| What the task requires |
The entries are given below. Output each one unchanged.
---- Material for the task
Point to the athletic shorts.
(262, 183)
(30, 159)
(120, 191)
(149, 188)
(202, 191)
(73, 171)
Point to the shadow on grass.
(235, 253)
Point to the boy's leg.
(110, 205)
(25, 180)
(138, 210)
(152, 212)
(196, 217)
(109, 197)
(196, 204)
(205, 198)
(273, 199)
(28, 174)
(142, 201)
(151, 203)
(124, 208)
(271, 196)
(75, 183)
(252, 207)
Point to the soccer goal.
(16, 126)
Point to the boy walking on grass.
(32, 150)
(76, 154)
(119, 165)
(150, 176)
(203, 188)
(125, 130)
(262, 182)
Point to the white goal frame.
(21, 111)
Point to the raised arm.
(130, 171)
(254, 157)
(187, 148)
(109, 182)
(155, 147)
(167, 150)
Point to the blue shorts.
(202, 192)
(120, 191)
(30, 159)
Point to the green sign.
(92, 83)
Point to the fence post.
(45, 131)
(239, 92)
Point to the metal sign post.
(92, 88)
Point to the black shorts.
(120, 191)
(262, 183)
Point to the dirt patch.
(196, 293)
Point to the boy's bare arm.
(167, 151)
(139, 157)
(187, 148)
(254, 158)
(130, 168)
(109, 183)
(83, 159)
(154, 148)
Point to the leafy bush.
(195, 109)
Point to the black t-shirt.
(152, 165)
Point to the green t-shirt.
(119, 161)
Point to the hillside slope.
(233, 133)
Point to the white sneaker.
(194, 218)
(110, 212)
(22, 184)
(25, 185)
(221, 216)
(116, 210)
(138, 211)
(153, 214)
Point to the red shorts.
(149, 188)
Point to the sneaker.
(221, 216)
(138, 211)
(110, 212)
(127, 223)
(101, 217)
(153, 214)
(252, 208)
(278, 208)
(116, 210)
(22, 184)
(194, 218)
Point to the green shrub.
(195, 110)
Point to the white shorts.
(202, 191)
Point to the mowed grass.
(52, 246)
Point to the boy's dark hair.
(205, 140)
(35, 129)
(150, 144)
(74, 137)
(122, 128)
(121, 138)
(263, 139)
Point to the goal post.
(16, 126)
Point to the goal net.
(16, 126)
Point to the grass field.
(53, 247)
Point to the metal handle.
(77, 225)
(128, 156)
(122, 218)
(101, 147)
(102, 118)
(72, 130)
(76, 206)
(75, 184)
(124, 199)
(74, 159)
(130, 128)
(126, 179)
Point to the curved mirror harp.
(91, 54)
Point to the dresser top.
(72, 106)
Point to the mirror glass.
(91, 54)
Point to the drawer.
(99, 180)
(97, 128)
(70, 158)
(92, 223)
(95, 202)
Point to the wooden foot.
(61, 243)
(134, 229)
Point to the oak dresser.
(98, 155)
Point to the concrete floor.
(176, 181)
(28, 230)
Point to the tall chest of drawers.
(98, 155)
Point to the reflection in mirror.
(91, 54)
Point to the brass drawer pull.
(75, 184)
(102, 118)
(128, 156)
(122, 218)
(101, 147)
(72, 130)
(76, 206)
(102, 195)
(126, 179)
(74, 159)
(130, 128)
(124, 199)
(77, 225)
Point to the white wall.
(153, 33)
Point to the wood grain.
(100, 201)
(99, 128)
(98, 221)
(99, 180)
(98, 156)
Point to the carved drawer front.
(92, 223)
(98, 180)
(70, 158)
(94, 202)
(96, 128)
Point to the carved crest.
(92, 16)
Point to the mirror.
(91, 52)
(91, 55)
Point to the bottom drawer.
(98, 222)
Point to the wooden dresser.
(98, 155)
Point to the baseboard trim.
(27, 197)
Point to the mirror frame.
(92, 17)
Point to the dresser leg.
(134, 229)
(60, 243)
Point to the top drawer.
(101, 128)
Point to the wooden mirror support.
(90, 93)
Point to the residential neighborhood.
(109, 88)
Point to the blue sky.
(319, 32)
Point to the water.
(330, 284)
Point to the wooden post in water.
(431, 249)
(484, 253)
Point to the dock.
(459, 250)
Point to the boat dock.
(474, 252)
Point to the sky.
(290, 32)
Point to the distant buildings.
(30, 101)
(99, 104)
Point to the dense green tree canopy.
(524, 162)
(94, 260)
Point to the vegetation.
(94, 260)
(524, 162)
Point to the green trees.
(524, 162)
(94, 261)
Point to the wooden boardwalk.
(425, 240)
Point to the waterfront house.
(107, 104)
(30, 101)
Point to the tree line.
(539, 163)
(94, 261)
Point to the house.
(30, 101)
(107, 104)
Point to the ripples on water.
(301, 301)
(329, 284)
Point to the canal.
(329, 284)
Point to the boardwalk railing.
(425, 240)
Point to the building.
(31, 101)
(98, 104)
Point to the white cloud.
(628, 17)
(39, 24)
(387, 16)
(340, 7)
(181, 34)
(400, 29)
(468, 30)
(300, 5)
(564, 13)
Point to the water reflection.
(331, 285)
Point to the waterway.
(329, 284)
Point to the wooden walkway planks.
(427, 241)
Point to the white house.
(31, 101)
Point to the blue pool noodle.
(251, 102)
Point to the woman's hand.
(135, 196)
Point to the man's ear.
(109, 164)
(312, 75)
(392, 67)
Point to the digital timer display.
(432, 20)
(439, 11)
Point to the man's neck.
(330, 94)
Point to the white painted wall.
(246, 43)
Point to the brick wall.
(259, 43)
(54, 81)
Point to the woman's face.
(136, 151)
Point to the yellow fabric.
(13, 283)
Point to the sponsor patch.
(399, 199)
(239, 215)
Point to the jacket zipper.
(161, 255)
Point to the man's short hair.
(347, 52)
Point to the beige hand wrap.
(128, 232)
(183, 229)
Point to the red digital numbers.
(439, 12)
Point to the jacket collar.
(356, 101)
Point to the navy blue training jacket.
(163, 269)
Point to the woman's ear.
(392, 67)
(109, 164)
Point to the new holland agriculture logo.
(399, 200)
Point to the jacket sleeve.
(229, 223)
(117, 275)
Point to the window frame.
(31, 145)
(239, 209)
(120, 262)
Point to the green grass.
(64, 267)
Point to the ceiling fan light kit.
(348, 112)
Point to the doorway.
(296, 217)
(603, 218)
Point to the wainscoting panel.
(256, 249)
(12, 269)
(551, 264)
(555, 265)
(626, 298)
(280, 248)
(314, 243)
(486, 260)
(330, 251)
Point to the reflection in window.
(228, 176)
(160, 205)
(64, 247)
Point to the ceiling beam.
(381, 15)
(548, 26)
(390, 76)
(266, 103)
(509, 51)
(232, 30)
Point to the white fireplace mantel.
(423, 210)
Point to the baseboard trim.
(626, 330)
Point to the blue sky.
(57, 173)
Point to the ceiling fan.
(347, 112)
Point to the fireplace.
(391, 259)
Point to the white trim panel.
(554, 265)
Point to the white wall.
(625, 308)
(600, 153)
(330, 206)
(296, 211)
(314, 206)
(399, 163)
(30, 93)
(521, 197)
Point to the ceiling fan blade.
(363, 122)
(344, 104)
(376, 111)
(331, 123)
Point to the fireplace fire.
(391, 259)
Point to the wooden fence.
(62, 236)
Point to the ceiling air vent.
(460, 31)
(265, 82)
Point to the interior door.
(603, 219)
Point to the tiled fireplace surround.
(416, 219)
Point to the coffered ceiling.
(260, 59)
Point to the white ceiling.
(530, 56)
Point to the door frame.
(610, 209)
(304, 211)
--------
| Answer |
Point to the athletic shorts.
(262, 183)
(30, 159)
(120, 191)
(149, 188)
(202, 191)
(73, 171)
Point to the shadow on grass.
(235, 253)
Point to the boy's leg.
(110, 205)
(25, 180)
(138, 210)
(152, 212)
(196, 217)
(109, 197)
(196, 204)
(205, 198)
(273, 199)
(28, 174)
(142, 201)
(151, 203)
(124, 208)
(271, 196)
(75, 183)
(252, 207)
Point to the soccer goal.
(16, 126)
Point to the boy walking on grass.
(32, 150)
(76, 154)
(119, 165)
(150, 176)
(203, 188)
(125, 130)
(262, 182)
Point to the white goal frame.
(21, 111)
Point to the raised arm.
(130, 171)
(254, 157)
(187, 148)
(109, 182)
(155, 147)
(167, 150)
Point to the blue shorts.
(202, 192)
(120, 191)
(30, 159)
Point to the green sign.
(92, 83)
Point to the fence post.
(45, 131)
(239, 92)
Point to the metal sign post.
(92, 88)
Point to the black shorts.
(120, 191)
(262, 183)
Point to the dirt patch.
(196, 293)
Point to the boy's bare arm.
(167, 151)
(139, 157)
(187, 148)
(254, 158)
(130, 168)
(109, 183)
(83, 159)
(154, 148)
Point to the leafy bush.
(195, 109)
Point to the black t-shirt.
(152, 165)
Point to the green t-shirt.
(119, 161)
Point to the hillside slope.
(233, 133)
Point to the white sneaker.
(194, 218)
(110, 212)
(22, 184)
(25, 185)
(221, 216)
(116, 210)
(138, 211)
(153, 214)
Point to the red shorts.
(149, 188)
Point to the sneaker.
(221, 216)
(138, 211)
(110, 212)
(127, 223)
(101, 217)
(153, 214)
(252, 208)
(278, 208)
(116, 210)
(22, 184)
(194, 218)
Point to the green shrub.
(195, 110)
Point to the white shorts.
(202, 191)
Point to the mowed grass.
(52, 246)
Point to the boy's dark hair.
(205, 140)
(35, 129)
(150, 144)
(74, 137)
(122, 128)
(121, 138)
(263, 139)
Point to the goal post.
(16, 126)
Point to the goal net.
(16, 126)
Point to the grass field.
(53, 247)
Point to the metal handle.
(77, 225)
(128, 156)
(122, 218)
(101, 147)
(102, 118)
(72, 130)
(76, 206)
(75, 184)
(124, 199)
(74, 159)
(130, 128)
(126, 179)
Point to the curved mirror harp.
(91, 54)
Point to the dresser top.
(72, 106)
Point to the mirror glass.
(91, 54)
Point to the drawer.
(99, 180)
(97, 128)
(70, 158)
(92, 223)
(95, 202)
Point to the wooden foot.
(61, 243)
(134, 229)
Point to the oak dresser.
(98, 155)
Point to the concrete floor.
(176, 181)
(28, 230)
Point to the tall chest of drawers.
(98, 155)
Point to the reflection in mirror.
(91, 54)
Point to the brass drawer pull.
(75, 184)
(102, 118)
(128, 156)
(122, 218)
(101, 147)
(72, 130)
(76, 206)
(102, 195)
(126, 179)
(74, 159)
(130, 128)
(124, 199)
(77, 225)
Point to the white wall.
(153, 33)
Point to the wood grain.
(100, 201)
(99, 128)
(98, 221)
(99, 180)
(98, 156)
Point to the carved drawer front.
(92, 223)
(98, 180)
(70, 158)
(94, 202)
(96, 128)
Point to the carved crest.
(92, 16)
Point to the mirror.
(91, 52)
(91, 55)
Point to the bottom drawer.
(98, 222)
Point to the wooden dresser.
(98, 155)
Point to the baseboard trim.
(27, 197)
Point to the mirror frame.
(92, 17)
Point to the dresser leg.
(134, 229)
(60, 243)
Point to the top drawer.
(101, 128)
Point to the wooden mirror support.
(90, 93)
Point to the residential neighborhood.
(109, 88)
Point to the blue sky.
(319, 32)
Point to the water.
(330, 284)
Point to the wooden post in water.
(431, 249)
(484, 253)
Point to the dock.
(459, 250)
Point to the boat dock.
(474, 252)
Point to the sky.
(290, 32)
Point to the distant buildings.
(30, 101)
(99, 104)
Point to the dense green tree canopy.
(524, 162)
(94, 260)
Point to the vegetation.
(94, 260)
(524, 162)
Point to the green trees.
(524, 162)
(94, 261)
Point to the wooden boardwalk.
(425, 240)
Point to the waterfront house.
(107, 104)
(30, 101)
Point to the tree line.
(539, 163)
(94, 261)
Point to the house.
(30, 101)
(107, 104)
Point to the ripples on water.
(301, 301)
(329, 284)
Point to the canal.
(329, 284)
Point to the boardwalk railing.
(425, 240)
Point to the building.
(31, 101)
(98, 104)
Point to the white cloud.
(628, 17)
(39, 24)
(387, 16)
(340, 7)
(181, 34)
(400, 29)
(468, 30)
(300, 5)
(564, 13)
Point to the water reflection.
(331, 285)
Point to the waterway.
(329, 284)
Point to the wooden walkway planks.
(427, 241)
Point to the white house.
(31, 101)
Point to the blue pool noodle.
(251, 102)
Point to the woman's hand.
(135, 196)
Point to the man's ear.
(109, 164)
(312, 75)
(392, 67)
Point to the digital timer display.
(432, 20)
(439, 11)
Point to the man's neck.
(330, 94)
Point to the white painted wall.
(246, 43)
Point to the brick wall.
(259, 43)
(54, 81)
Point to the woman's face.
(136, 151)
Point to the yellow fabric.
(13, 283)
Point to the sponsor patch.
(399, 199)
(239, 215)
Point to the jacket zipper.
(161, 255)
Point to the man's short hair.
(347, 52)
Point to the beige hand wrap.
(128, 232)
(183, 229)
Point to the red digital numbers.
(439, 12)
Point to the jacket collar.
(356, 101)
Point to the navy blue training jacket.
(163, 269)
Point to the woman's ear.
(392, 67)
(109, 164)
Point to the new holland agriculture logo.
(399, 200)
Point to the jacket sleeve.
(229, 223)
(117, 275)
Point to the window frame.
(31, 145)
(239, 209)
(120, 262)
Point to the green grass.
(64, 267)
Point to the ceiling fan light kit.
(348, 112)
Point to the doorway.
(296, 217)
(603, 218)
Point to the wainscoting panel.
(256, 249)
(12, 269)
(551, 264)
(555, 265)
(626, 298)
(280, 248)
(314, 243)
(486, 260)
(330, 251)
Point to the reflection in window.
(228, 176)
(160, 205)
(64, 247)
Point to the ceiling beam.
(381, 15)
(548, 26)
(390, 76)
(266, 103)
(509, 51)
(232, 30)
Point to the white fireplace mantel.
(423, 210)
Point to the baseboard trim.
(626, 330)
Point to the blue sky.
(57, 173)
Point to the ceiling fan.
(347, 112)
Point to the fireplace.
(391, 259)
Point to the white trim panel.
(554, 265)
Point to the white wall.
(625, 308)
(600, 153)
(330, 206)
(296, 211)
(314, 206)
(399, 163)
(30, 93)
(521, 197)
Point to the ceiling fan blade.
(363, 122)
(344, 104)
(376, 111)
(331, 123)
Point to the fireplace fire.
(391, 259)
Point to the wooden fence.
(62, 236)
Point to the ceiling air vent.
(460, 31)
(265, 82)
Point to the interior door.
(603, 219)
Point to the tiled fireplace surround.
(416, 219)
Point to the coffered ceiling.
(260, 59)
Point to the white ceiling.
(530, 56)
Point to the door frame.
(610, 209)
(304, 211)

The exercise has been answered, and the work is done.